[Natural-language object grounding data]
+---+
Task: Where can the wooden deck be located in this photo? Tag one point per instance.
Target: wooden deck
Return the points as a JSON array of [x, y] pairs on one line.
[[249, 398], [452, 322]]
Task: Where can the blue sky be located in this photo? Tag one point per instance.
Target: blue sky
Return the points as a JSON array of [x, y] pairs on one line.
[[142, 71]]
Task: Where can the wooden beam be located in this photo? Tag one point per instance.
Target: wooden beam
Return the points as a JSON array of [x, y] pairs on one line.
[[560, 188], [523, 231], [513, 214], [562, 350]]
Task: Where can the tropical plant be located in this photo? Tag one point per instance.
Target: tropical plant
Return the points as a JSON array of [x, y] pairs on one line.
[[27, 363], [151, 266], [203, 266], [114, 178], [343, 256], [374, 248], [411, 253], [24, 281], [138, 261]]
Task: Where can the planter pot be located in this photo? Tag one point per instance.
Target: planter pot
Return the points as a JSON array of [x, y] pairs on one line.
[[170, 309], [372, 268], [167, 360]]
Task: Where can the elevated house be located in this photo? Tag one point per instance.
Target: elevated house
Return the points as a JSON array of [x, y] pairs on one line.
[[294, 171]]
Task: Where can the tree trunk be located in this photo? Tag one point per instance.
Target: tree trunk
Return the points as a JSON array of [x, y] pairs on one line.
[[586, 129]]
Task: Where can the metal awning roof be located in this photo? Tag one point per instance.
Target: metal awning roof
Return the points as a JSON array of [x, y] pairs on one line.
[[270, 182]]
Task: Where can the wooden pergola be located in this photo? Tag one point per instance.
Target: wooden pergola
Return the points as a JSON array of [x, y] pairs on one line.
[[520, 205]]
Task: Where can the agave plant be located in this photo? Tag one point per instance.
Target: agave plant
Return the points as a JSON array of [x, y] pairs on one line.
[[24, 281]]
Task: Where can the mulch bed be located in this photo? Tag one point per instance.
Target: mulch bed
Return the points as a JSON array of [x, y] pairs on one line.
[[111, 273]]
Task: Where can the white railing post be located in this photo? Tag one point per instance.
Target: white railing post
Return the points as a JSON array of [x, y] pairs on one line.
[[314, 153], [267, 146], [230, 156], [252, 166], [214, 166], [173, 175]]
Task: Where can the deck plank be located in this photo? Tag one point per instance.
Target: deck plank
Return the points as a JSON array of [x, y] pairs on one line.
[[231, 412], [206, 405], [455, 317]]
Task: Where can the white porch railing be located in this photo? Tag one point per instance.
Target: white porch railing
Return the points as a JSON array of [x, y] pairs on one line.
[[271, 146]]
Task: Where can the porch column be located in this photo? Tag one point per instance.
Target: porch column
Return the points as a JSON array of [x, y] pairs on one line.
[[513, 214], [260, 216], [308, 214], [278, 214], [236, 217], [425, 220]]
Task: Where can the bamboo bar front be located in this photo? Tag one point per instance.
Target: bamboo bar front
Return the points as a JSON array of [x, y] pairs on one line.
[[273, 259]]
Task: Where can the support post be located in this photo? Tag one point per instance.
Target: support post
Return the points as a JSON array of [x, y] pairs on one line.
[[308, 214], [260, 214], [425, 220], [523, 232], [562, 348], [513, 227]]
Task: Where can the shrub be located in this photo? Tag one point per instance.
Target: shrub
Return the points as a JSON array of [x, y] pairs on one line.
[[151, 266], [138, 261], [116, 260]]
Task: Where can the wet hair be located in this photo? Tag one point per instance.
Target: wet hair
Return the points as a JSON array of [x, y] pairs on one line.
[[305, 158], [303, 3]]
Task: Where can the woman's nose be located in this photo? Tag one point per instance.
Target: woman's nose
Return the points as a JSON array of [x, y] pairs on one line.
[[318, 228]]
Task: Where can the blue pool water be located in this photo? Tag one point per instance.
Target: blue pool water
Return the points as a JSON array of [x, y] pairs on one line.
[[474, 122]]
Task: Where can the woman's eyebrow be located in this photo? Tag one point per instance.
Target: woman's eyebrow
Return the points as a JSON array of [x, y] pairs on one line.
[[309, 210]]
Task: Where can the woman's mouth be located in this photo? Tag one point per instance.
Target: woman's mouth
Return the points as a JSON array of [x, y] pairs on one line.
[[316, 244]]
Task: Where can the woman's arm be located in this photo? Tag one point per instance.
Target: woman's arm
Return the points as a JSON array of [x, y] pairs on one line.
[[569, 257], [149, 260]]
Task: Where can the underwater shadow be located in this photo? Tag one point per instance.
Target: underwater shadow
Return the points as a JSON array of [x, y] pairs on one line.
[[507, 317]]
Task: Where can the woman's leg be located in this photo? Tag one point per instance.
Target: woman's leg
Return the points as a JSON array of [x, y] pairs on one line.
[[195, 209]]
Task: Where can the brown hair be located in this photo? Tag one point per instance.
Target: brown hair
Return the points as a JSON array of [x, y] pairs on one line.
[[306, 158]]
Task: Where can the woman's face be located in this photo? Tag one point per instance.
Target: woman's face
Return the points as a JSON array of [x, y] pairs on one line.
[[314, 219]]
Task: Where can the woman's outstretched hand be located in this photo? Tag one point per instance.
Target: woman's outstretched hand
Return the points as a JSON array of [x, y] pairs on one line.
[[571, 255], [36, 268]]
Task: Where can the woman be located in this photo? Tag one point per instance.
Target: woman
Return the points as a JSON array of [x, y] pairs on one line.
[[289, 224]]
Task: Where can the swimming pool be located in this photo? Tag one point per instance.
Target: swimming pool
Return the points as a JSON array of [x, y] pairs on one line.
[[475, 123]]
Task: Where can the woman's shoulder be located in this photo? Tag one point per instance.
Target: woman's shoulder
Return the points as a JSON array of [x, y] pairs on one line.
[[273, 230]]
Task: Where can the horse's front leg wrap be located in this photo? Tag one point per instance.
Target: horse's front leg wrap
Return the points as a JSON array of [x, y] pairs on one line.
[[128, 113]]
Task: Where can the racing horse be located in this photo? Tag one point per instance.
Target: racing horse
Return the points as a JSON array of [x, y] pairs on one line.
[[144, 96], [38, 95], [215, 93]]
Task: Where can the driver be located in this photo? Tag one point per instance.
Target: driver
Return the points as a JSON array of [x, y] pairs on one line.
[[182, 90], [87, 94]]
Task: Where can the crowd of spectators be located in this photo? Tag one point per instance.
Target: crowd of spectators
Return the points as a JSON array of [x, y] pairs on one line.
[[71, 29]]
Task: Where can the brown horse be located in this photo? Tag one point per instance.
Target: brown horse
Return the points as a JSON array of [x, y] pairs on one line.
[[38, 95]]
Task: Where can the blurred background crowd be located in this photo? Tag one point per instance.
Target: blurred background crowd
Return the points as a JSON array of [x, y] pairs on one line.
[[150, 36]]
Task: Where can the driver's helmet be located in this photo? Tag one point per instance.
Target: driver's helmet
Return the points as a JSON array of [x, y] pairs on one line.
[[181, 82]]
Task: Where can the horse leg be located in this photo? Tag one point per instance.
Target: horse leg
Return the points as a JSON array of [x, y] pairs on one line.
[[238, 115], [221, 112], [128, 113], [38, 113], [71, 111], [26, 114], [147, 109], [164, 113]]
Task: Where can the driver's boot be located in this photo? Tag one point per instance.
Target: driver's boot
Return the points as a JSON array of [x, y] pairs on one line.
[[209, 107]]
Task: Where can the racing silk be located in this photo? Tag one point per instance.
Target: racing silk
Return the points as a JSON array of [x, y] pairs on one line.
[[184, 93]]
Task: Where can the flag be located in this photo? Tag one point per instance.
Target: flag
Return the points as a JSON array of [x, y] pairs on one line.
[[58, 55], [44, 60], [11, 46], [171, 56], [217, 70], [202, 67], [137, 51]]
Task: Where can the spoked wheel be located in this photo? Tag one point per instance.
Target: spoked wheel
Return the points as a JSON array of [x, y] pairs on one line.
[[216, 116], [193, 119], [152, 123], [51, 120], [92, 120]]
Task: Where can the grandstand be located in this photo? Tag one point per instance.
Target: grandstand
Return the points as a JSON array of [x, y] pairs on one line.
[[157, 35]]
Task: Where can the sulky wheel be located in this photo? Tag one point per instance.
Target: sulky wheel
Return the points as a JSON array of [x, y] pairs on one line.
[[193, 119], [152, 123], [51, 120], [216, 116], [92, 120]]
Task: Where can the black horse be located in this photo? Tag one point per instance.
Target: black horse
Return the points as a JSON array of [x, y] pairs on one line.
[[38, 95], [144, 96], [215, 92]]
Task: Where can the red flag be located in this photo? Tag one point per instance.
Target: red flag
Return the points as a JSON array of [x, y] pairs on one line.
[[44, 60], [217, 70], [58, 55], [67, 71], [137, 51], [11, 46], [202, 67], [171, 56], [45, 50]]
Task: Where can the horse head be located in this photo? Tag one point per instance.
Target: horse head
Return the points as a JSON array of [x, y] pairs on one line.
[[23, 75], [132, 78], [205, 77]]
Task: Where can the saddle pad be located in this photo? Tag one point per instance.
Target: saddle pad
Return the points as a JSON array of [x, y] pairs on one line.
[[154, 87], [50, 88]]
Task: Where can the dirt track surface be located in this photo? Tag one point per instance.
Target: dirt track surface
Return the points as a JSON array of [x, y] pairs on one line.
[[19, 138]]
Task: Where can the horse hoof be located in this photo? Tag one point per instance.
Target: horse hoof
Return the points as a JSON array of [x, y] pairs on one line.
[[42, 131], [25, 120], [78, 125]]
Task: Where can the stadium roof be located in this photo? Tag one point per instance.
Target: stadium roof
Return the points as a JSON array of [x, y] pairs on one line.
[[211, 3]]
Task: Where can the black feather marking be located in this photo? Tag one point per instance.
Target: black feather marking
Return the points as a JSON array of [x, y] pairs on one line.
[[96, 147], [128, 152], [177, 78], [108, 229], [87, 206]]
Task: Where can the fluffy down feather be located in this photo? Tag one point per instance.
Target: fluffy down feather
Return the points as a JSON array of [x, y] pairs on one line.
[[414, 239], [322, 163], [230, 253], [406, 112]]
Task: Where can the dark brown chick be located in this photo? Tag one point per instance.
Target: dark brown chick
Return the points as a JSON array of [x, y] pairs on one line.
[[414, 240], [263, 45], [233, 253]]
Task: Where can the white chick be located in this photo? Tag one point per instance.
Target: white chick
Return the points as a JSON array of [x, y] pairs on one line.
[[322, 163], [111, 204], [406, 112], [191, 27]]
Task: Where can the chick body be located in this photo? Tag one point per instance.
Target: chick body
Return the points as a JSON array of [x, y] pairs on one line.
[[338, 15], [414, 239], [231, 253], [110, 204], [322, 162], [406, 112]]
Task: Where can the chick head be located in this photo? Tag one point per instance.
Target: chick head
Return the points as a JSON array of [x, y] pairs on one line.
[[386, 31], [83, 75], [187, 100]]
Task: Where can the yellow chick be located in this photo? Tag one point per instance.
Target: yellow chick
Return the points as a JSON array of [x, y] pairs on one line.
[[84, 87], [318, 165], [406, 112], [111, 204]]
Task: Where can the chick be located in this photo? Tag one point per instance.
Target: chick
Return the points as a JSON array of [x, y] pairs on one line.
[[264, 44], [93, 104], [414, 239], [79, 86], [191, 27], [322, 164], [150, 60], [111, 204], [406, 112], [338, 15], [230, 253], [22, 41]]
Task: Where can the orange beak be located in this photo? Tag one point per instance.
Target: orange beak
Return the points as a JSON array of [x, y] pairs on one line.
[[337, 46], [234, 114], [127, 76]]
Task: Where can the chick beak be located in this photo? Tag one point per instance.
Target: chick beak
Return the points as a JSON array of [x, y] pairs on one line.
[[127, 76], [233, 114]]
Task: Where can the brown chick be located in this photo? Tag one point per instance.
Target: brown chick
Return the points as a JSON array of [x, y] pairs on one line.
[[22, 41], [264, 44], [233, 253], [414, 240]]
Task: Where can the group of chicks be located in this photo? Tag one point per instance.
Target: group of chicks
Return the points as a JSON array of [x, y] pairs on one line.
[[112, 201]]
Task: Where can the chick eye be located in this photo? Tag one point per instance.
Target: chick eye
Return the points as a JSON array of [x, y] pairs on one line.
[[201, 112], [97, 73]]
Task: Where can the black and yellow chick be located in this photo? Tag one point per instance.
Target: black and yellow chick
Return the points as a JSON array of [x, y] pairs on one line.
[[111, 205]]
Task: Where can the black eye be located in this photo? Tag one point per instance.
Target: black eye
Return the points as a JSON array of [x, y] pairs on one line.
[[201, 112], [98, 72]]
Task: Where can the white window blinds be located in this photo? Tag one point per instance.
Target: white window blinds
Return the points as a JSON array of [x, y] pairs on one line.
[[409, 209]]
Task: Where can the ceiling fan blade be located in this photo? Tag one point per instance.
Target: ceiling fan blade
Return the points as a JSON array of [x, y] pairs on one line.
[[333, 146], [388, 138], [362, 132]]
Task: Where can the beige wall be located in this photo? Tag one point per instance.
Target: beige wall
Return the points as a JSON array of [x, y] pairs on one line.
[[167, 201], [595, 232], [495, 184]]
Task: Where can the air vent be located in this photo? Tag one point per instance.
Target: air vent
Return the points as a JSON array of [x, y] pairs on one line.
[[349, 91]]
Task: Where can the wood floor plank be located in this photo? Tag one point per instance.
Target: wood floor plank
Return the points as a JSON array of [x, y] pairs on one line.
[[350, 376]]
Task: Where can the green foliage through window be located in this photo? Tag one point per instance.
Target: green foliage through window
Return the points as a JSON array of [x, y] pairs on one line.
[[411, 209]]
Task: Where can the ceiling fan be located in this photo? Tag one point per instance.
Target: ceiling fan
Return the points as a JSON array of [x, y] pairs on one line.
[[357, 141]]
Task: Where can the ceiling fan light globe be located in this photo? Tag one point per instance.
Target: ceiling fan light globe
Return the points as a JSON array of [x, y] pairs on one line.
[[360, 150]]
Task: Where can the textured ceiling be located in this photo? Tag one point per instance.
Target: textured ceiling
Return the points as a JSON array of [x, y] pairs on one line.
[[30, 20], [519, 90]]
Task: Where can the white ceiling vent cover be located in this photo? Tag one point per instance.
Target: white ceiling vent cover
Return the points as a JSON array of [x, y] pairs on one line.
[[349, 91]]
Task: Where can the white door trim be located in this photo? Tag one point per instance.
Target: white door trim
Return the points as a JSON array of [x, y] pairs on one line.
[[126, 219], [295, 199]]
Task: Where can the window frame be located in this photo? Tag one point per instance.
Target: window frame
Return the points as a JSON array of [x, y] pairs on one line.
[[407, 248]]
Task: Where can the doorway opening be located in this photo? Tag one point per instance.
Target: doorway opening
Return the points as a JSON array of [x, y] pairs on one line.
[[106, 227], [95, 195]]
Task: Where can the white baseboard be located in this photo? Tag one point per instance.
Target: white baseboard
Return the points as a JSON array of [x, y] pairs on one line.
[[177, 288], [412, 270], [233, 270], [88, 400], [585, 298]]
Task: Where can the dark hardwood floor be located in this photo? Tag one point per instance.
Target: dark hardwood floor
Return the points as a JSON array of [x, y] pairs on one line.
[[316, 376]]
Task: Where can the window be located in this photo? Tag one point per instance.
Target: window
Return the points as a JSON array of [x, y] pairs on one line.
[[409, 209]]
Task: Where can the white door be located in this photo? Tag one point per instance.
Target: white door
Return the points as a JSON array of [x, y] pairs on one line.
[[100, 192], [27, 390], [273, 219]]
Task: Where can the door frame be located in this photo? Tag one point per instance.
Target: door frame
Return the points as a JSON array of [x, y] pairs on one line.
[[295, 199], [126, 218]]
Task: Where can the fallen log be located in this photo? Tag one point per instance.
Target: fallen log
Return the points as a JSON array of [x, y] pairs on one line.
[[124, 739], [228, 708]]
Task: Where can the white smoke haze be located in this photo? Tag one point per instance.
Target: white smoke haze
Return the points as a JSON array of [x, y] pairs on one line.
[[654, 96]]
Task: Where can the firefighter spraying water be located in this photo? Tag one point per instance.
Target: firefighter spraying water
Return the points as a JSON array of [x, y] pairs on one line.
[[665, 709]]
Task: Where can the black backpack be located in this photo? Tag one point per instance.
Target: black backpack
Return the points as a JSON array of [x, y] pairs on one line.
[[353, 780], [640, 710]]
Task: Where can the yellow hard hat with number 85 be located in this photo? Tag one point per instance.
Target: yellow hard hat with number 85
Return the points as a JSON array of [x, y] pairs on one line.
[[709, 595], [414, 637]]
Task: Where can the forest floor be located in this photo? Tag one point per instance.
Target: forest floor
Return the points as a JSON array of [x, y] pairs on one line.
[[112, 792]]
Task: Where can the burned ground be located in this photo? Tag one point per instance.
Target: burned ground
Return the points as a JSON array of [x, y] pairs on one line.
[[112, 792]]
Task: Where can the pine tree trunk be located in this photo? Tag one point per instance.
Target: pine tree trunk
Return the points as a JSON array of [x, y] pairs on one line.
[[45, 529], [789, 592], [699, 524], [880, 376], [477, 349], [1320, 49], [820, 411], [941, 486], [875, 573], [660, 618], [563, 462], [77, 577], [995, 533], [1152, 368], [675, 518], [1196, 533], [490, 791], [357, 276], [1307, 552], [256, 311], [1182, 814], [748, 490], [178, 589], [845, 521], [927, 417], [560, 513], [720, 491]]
+---+
# Work task
Check each line above for "head" and give the number of lines that match, nothing more.

# Exercise output
4